-- START Data supplied --

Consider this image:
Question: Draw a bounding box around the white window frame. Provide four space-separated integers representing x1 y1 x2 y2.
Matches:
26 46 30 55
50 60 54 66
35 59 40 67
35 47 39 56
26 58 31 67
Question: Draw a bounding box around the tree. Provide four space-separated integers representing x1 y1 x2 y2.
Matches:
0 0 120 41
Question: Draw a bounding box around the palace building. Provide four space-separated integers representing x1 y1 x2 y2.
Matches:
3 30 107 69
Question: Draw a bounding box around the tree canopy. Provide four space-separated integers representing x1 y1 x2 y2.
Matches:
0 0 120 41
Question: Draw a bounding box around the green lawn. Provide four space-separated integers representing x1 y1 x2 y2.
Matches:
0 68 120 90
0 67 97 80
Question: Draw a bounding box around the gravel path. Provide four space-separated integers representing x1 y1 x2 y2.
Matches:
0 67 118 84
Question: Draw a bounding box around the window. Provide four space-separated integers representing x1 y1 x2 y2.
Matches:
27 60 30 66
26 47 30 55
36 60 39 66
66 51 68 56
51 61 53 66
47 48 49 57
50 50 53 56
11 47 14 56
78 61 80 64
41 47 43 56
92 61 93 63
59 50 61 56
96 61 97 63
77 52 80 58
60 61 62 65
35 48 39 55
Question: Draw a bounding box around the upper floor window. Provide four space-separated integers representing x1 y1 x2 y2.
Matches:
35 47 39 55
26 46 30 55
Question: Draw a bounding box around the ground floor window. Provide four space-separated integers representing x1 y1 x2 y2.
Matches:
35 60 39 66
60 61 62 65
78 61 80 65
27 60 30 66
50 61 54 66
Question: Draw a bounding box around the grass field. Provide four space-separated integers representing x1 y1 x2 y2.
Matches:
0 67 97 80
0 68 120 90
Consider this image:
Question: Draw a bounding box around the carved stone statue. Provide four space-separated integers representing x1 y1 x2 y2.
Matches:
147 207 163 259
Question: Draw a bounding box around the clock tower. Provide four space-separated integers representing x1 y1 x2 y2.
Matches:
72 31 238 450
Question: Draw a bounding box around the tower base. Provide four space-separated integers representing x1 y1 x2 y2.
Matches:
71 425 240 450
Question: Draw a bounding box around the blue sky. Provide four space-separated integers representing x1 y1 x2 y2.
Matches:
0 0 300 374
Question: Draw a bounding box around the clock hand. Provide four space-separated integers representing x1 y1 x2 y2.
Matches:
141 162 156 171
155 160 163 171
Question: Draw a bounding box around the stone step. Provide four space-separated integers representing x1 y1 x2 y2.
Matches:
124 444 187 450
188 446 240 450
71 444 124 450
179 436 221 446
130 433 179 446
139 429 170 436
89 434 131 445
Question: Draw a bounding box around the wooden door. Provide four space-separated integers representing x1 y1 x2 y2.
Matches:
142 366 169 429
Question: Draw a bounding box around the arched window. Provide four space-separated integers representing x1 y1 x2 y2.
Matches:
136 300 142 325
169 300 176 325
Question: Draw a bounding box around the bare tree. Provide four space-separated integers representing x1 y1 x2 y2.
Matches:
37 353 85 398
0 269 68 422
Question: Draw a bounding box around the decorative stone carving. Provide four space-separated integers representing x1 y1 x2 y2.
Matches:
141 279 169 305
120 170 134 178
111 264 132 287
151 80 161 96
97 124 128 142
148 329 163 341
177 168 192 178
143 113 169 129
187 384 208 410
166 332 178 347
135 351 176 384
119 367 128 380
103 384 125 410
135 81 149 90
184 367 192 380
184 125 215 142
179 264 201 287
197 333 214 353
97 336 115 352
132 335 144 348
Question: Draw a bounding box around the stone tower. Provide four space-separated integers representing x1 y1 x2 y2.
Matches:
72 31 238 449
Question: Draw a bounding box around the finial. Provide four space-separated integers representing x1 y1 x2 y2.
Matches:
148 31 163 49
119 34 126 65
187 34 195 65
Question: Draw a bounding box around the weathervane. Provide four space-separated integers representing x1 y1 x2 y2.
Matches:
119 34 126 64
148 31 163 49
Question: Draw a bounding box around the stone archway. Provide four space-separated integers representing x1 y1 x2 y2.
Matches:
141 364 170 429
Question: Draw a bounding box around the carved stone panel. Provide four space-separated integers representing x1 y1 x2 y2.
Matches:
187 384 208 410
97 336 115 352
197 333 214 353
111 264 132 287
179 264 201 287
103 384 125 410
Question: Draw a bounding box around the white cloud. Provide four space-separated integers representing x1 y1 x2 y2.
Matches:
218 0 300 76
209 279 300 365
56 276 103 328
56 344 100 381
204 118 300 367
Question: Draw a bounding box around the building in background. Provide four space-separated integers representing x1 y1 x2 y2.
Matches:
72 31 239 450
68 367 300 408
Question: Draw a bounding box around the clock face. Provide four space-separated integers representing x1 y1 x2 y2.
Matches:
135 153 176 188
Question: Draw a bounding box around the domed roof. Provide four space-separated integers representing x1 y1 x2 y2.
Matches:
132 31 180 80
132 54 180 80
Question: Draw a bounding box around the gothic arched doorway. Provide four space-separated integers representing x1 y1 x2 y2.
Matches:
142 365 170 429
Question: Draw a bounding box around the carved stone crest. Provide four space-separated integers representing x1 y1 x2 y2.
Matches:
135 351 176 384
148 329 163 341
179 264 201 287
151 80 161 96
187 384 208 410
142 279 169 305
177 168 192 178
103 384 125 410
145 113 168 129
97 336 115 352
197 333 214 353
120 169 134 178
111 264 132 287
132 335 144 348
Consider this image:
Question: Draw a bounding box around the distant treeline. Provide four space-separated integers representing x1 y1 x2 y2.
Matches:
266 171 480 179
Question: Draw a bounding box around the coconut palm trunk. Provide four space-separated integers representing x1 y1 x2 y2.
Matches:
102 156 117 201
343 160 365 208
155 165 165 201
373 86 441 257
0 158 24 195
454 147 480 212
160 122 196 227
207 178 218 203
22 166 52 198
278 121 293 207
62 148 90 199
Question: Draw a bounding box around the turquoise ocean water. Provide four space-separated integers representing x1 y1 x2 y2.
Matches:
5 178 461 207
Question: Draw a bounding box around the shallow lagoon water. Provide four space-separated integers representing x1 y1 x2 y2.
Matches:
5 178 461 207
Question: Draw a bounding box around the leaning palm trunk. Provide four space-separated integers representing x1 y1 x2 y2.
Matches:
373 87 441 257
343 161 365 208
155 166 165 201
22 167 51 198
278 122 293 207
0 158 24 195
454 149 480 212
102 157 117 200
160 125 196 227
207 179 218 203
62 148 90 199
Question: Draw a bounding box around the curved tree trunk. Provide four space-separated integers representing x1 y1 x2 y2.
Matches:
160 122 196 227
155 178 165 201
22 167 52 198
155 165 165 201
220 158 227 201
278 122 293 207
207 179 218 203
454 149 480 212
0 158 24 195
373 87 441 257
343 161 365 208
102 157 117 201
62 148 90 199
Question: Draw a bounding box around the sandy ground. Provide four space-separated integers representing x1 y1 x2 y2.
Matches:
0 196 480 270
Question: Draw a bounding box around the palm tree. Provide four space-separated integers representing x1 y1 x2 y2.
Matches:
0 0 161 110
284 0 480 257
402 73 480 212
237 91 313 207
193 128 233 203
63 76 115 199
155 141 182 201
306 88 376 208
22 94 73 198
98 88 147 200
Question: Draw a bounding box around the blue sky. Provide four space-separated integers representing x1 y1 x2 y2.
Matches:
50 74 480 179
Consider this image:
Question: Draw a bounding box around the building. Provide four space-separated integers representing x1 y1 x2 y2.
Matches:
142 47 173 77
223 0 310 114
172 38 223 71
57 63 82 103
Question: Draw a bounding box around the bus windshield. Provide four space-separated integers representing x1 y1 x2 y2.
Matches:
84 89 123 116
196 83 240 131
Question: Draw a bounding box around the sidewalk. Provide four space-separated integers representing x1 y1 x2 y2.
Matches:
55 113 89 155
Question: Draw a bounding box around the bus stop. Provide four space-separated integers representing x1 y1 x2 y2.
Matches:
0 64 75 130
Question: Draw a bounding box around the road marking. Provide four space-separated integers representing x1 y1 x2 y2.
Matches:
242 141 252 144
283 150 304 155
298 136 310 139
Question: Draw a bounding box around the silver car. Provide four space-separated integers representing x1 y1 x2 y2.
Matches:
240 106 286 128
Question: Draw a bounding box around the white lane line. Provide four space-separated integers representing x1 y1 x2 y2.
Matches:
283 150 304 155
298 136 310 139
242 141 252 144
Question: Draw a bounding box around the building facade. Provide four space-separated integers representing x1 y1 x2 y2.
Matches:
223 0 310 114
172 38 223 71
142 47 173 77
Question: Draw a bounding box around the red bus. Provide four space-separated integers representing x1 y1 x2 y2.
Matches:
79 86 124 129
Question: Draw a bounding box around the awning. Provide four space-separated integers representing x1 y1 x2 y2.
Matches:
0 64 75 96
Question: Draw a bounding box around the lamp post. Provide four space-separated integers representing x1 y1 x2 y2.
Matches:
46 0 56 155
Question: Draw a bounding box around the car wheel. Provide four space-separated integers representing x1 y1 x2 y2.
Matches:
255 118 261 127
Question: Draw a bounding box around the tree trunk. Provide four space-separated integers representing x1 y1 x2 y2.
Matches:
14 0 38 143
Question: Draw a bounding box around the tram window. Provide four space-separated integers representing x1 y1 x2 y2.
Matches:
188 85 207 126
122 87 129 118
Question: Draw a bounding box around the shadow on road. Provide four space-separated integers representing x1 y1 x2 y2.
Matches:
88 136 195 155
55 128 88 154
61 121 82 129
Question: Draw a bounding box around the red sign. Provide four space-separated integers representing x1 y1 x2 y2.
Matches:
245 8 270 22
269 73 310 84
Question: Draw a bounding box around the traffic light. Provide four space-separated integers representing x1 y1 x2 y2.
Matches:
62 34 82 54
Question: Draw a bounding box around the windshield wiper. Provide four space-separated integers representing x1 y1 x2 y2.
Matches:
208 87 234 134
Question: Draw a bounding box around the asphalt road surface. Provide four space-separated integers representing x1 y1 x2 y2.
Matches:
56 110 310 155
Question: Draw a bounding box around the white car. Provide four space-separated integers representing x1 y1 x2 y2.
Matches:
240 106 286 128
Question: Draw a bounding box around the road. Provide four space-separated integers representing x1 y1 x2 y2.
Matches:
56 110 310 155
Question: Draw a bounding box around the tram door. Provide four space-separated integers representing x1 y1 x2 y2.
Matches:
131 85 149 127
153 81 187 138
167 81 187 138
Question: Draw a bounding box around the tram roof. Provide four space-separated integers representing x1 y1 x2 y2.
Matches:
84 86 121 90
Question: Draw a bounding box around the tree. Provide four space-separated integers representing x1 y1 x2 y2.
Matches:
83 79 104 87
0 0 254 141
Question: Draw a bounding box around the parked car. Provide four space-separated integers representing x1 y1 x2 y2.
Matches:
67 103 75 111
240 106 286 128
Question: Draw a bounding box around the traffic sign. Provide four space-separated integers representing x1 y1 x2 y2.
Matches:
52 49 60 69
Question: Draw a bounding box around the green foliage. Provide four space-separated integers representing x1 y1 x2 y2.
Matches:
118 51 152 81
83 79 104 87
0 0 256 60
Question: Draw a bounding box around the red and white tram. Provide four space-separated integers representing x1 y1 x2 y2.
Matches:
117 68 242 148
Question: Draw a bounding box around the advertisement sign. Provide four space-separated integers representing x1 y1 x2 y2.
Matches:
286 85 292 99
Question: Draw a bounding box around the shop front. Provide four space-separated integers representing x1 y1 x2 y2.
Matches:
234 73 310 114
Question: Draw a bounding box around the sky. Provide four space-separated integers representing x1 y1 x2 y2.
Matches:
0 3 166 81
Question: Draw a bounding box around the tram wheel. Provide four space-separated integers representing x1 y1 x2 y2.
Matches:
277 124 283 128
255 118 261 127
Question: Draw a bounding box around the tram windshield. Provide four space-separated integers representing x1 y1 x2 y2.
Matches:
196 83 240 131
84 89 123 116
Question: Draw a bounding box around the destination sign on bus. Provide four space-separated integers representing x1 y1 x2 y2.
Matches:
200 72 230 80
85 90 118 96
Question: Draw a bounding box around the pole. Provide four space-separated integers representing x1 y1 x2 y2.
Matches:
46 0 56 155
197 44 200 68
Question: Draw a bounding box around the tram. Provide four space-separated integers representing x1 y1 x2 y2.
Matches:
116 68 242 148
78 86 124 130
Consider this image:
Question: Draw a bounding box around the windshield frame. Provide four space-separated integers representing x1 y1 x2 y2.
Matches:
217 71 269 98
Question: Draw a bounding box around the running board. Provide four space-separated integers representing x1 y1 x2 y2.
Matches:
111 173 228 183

-- END Data supplied --

▸ Your task: Can you return the lines of the data above exactly, starting with the line containing "Question: Draw a bounding box around the sandy" and going through the line containing "98 88 147 200"?

▸ The reply:
Question: Draw a bounding box around the sandy ground. Provide four space-separated integers representing x1 y1 x2 y2.
Matches:
0 196 480 270
Question: Draw a bounding box around the palm tree. Provide four space-separated integers representing x1 y1 x2 y2.
Matches:
0 0 161 110
284 0 480 257
402 73 480 212
237 91 313 207
193 128 233 203
63 76 115 199
155 141 182 201
306 88 376 208
22 94 73 198
98 88 147 200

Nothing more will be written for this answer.